• **Recorded information**:
== Segment start ==

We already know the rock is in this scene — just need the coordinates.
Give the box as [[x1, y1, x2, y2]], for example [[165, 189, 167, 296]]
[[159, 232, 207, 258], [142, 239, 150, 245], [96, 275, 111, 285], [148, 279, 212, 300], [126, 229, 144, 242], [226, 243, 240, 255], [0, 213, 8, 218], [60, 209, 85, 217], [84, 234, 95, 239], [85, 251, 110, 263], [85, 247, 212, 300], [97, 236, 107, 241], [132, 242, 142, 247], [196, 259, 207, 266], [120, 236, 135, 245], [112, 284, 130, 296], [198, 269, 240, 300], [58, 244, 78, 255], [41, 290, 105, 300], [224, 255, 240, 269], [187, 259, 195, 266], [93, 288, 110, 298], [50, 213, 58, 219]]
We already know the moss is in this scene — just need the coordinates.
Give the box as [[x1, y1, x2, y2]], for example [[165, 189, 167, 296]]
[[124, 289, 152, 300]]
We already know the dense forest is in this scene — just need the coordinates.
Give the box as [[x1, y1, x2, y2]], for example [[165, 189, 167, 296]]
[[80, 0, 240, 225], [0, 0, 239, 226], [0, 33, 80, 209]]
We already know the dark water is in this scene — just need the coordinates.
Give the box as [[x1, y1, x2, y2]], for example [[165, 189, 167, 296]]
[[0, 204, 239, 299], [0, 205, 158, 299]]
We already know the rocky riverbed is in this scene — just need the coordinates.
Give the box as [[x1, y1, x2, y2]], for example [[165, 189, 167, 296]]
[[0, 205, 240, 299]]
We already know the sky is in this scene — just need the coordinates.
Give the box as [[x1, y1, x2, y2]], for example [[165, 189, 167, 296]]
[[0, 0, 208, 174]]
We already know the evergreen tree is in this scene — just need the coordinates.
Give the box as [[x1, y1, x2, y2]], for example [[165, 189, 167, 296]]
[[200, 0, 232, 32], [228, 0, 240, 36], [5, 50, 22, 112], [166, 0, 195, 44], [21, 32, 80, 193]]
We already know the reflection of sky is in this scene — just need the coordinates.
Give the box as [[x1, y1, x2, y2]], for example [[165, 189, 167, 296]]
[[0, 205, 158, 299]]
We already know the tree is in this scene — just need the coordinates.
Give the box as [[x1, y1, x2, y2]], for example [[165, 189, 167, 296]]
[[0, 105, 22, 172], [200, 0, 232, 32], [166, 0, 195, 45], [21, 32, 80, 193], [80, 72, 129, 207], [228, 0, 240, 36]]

== Segment end ==

• **Task details**: Retype the listing from above, matching it exactly.

• **Solution**:
We already know the rock is in this scene — just need the coordinates.
Give the box as [[x1, y1, x2, y2]], for example [[165, 189, 167, 296]]
[[159, 232, 207, 258], [142, 239, 150, 245], [96, 275, 111, 285], [148, 279, 212, 300], [126, 229, 144, 242], [226, 243, 240, 255], [0, 213, 8, 218], [60, 209, 85, 217], [84, 234, 95, 239], [85, 251, 110, 263], [85, 247, 212, 300], [97, 236, 107, 241], [132, 242, 142, 247], [196, 259, 207, 266], [120, 236, 135, 245], [112, 284, 130, 296], [198, 269, 240, 300], [58, 244, 78, 255], [41, 290, 105, 300], [224, 255, 240, 269], [187, 259, 195, 266], [93, 288, 110, 298], [50, 213, 58, 219]]
We already know the moss is in this scene — just need the coordinates.
Give the box as [[x1, y1, x2, y2]], for example [[165, 189, 167, 296]]
[[124, 289, 152, 300]]
We already know the dense forest is in this scene — just need the coordinates.
Give the box as [[x1, y1, x2, y2]], for example [[165, 189, 167, 296]]
[[80, 0, 240, 225], [0, 0, 239, 226], [0, 33, 80, 209]]
We already know the dark water is in this scene — just need the coordinates.
Give the box as [[x1, y1, x2, y2]], for example [[165, 189, 167, 296]]
[[0, 204, 239, 299], [0, 205, 158, 299]]
We already know the rocky riverbed is in this scene — just need the coordinates.
Give the box as [[x1, y1, x2, y2]], for example [[165, 189, 167, 296]]
[[0, 205, 240, 299]]
We already know the sky is in this scene — just need the coordinates.
Give the box as [[x1, y1, x2, y2]], for example [[165, 189, 167, 296]]
[[0, 0, 208, 174]]
We already know the evergreen tree is in this scene — just need the coordinates.
Give the box as [[x1, y1, x2, y2]], for example [[165, 189, 167, 296]]
[[200, 0, 232, 32], [228, 0, 240, 36], [5, 50, 22, 112], [166, 0, 195, 44], [21, 32, 80, 193]]
We already know the reflection of sky is in this scene — just need the coordinates.
Give the box as [[x1, y1, x2, y2]], for example [[165, 189, 167, 296]]
[[0, 205, 158, 299]]
We already know the tree is in this scene — just need the coordinates.
Give the box as [[x1, y1, x2, y2]], for example [[165, 189, 167, 296]]
[[0, 105, 22, 172], [200, 0, 232, 32], [166, 0, 195, 45], [21, 32, 80, 193], [80, 72, 129, 207], [228, 0, 240, 36]]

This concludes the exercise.